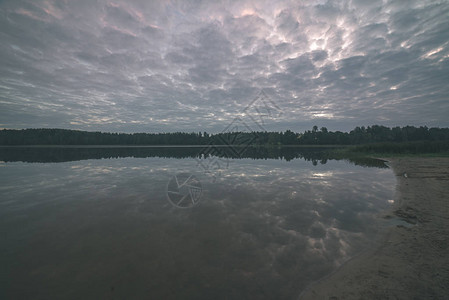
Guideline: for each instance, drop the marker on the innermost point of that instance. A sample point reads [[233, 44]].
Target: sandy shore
[[411, 262]]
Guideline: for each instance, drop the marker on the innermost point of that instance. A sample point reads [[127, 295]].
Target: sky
[[165, 66]]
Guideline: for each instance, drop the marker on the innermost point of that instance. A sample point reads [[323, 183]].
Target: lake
[[182, 223]]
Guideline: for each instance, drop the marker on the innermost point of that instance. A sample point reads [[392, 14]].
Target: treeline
[[315, 136], [315, 155]]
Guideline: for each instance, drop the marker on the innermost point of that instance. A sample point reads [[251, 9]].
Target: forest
[[315, 136]]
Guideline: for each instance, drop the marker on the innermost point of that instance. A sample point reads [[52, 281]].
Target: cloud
[[167, 66]]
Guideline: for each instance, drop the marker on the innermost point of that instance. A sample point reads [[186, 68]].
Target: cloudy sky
[[158, 66]]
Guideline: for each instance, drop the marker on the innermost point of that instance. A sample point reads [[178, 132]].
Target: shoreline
[[410, 262]]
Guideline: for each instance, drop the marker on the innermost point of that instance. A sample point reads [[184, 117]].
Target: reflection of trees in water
[[62, 154]]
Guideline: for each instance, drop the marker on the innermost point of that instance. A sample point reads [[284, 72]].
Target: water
[[264, 227]]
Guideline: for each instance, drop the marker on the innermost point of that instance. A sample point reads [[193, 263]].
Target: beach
[[411, 260]]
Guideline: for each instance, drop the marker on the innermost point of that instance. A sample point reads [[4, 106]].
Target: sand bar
[[411, 262]]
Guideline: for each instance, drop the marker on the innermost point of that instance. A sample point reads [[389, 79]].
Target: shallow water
[[104, 229]]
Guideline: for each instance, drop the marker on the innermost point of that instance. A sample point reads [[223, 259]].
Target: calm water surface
[[104, 229]]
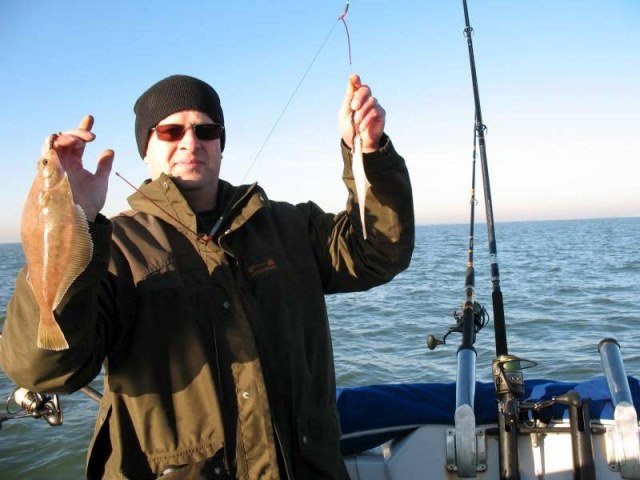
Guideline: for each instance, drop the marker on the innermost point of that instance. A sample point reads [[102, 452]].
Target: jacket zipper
[[276, 432]]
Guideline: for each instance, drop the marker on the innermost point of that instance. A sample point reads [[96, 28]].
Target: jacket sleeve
[[347, 261], [84, 317]]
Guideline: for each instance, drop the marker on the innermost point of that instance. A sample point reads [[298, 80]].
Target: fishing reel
[[33, 405], [480, 320]]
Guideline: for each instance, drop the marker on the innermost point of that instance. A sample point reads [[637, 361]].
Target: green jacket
[[153, 301]]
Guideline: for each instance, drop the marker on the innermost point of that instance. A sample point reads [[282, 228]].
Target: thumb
[[105, 162], [354, 84]]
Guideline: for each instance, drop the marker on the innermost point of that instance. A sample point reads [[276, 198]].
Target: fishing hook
[[346, 29]]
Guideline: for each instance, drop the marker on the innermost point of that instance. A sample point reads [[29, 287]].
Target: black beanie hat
[[170, 95]]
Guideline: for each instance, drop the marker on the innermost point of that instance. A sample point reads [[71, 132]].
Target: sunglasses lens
[[174, 133], [170, 132], [208, 131]]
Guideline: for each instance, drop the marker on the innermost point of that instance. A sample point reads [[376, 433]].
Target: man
[[206, 301]]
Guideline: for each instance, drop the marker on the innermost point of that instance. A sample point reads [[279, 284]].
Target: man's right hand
[[89, 189]]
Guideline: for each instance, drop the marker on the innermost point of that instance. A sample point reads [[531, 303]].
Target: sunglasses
[[173, 132]]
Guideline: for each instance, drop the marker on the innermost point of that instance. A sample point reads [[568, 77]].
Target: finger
[[373, 117], [105, 162], [86, 123], [70, 137], [360, 97]]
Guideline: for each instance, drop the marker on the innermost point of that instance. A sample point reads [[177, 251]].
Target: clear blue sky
[[559, 84]]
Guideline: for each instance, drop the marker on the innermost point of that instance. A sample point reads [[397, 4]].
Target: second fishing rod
[[506, 369]]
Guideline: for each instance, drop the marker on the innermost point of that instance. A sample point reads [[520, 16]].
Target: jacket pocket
[[100, 446], [318, 446]]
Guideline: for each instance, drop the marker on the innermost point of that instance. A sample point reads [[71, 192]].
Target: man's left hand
[[368, 116]]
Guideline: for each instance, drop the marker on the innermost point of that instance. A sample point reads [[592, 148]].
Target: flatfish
[[56, 243]]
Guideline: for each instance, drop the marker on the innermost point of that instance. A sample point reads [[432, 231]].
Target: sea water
[[566, 286]]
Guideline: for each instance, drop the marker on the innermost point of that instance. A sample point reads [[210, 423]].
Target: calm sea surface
[[566, 285]]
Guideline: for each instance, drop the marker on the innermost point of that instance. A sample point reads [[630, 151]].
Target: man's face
[[193, 163]]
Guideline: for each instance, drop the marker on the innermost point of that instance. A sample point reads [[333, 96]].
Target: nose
[[189, 140]]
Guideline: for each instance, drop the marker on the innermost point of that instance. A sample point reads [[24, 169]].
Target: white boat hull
[[422, 455]]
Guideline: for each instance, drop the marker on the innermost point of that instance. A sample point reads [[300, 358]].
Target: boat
[[505, 429]]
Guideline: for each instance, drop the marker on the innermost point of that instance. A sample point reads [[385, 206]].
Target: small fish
[[56, 243], [360, 178]]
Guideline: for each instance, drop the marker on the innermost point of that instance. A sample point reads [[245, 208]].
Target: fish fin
[[50, 336], [81, 253], [360, 179]]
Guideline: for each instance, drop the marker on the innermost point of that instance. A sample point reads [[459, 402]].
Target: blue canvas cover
[[390, 411]]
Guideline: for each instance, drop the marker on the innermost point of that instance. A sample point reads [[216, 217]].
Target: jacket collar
[[163, 199]]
_____
[Problem description] Copy out every line of the material above word for word, but leave out the pictures.

[Written solution]
Guideline: for each instance, drop the marker on the innermost point of that instance. A sample point reads [[233, 44]].
Target: sandy shore
[[411, 262]]
Guideline: for each instance, drop the marker on the innermost point of that instance. A sample point reads [[127, 295]].
Target: sky
[[165, 66]]
Guideline: for each instance, drop the marker on the innermost point of that instance. A sample point reads [[323, 183]].
Target: lake
[[182, 223]]
Guideline: for each instance, drop the marker on the innermost point of that instance. A sample point reads [[392, 14]].
Target: treeline
[[315, 136], [315, 155]]
Guideline: for each instance, drop the marker on the innermost point of that instance. A sample point reads [[251, 9]].
Target: forest
[[315, 136]]
Guideline: for each instance, drop the marker on the innermost point of that instance. A sample point reads [[52, 281]].
Target: cloud
[[167, 66]]
Guideline: for each instance, drop the marker on the innermost point of that instance. A sample point reads [[186, 68]].
Target: cloudy sky
[[158, 66]]
Guideline: for each instance, drop the marker on the innermost point of that instance. A sample point reads [[178, 132]].
Target: shoreline
[[410, 262]]
Guideline: for each instance, drop the marker on the innermost point of that instance. A sample point reads [[184, 117]].
Target: reflection of trees in water
[[62, 154]]
Guideline: for each instance, drop the marker on the innermost point of that instance. A sample point reads [[284, 72]].
Target: water
[[264, 227]]
Guideline: for each instance, drop the marker on the innermost point of that instance. A sample point reads [[193, 263]].
Target: beach
[[411, 260]]
Guideline: for each instance, drop the marker on the innermost point of that instance. A sample point reads [[4, 106]].
Target: sand bar
[[411, 262]]
Guideline: for each instance, drop the marker on the innermost point of that instance. A sample point reads [[389, 79]].
Target: shallow water
[[104, 229]]
Guideline: for each instance, drop the marker on the innermost point of that instance. A sample point reads [[223, 259]].
Target: calm water surface
[[104, 229]]
Guideline: for each instance, drop the marker on the innermost point of that instance. A sample point reads [[102, 452]].
Target: jacket zipper
[[276, 432]]
Guideline: for each instance, drop the marker on the innermost point of that instance. A sample point reads [[96, 28]].
Target: jacket sleeve
[[347, 261], [84, 317]]
Guideline: for each instance, drop the marker on the innermost point of that instance. A sample point reads [[298, 80]].
Target: fishing reel
[[33, 405], [480, 320]]
Guideline: for each instance, drop the marker on the innermost point of that instance. A sample point reads [[637, 361]].
Target: green jacket
[[153, 301]]
Guideline: for each instance, drop the marker on the innermost point of that instance. A sample point reads [[282, 228]].
Target: thumb
[[105, 162], [354, 84]]
Guideline: for each instance, drop the marker on the innermost point of that instance. A sample point reads [[276, 198]].
Target: fishing hook
[[346, 29]]
Guideline: for each instance, drop the marker on the innermost point of that instance. A sample point reads [[29, 287]].
Target: black beanie hat
[[170, 95]]
Guideline: for each instance, drop the marker on the innermost point of that instance. A sample point reads [[71, 132]].
Target: sunglasses lens
[[174, 133], [170, 132], [208, 131]]
Guideline: for each instance, drop the marker on the innermost point of that instance. A sample point reads [[376, 433]].
Target: man
[[206, 301]]
Guideline: for each instance, drop the marker on the innermost point of that instance. A sample point reads [[279, 284]].
Target: man's right hand
[[89, 189]]
Guideline: for each instance, drop the marker on the innermost point of that instance. A sample point reads [[531, 303]].
Target: sunglasses
[[173, 132]]
Guideline: for each instance, drop the marker on the innermost point of that instance. A sample point reads [[568, 77]].
Target: finger
[[373, 117], [105, 162], [86, 123], [70, 137], [360, 97]]
Guideline: for each instance, drop the marker on the innermost point of that instance. A sample point reads [[177, 251]].
Target: clear blue sky
[[559, 84]]
Guideline: for each instance, drop the marker on the innermost point of that instance. A sample point reads [[397, 4]].
Target: second fishing rod
[[506, 369]]
Guideline: for each instance, drop the marker on the innermost point of that instance. A sample point reads [[520, 16]].
Target: jacket pocket
[[100, 446], [318, 446]]
Guideline: for each instance, drop the marker on the innermost point of that instance. A sample point reads [[71, 192]].
Target: man's left hand
[[368, 116]]
Guideline: for each instance, drop the marker on the innermost point of that instance. A sample point reads [[592, 148]].
Target: flatfish
[[56, 243]]
Guideline: for each instance, drop the marker on the innermost point of that instance. A sample point reads [[432, 231]].
Target: sea water
[[566, 286]]
Guideline: for each instance, drop the marker on the innermost point of that instance. A sample point reads [[210, 423]].
Target: calm sea surface
[[566, 285]]
Guideline: for each instance, drop the marker on the innermost point of that instance. A sample point reads [[630, 151]].
Target: man's face
[[193, 163]]
Guideline: for each instance, drop the marker on the innermost point of that instance. A sample point reads [[333, 96]].
Target: nose
[[189, 140]]
Guideline: for each instance, drop the marker on the innermost point of that instance. A sample point reads [[24, 169]].
Target: white boat hull
[[422, 455]]
Guideline: for each instance, drop the marker on the innermost point of that instance. A sample point reads [[300, 358]].
Target: boat
[[505, 429]]
Guideline: for each instance, drop the marker on the innermost point of that instance. A sample point reads [[385, 206]].
Target: small fish
[[56, 243], [360, 178]]
Guideline: for each instance, drop the marker on the innermost point of that instance. A sample point reads [[245, 208]].
Target: fish fin
[[50, 336], [81, 253], [360, 179]]
Guideline: for each instance, drop the marker on the innermost point of that instance. A sample point reads [[459, 402]].
Target: blue canvas cover
[[390, 411]]
Guideline: for each instance, drop the marker on the innermost point of that instance. A sample point reads [[216, 217]].
Target: jacket collar
[[163, 199]]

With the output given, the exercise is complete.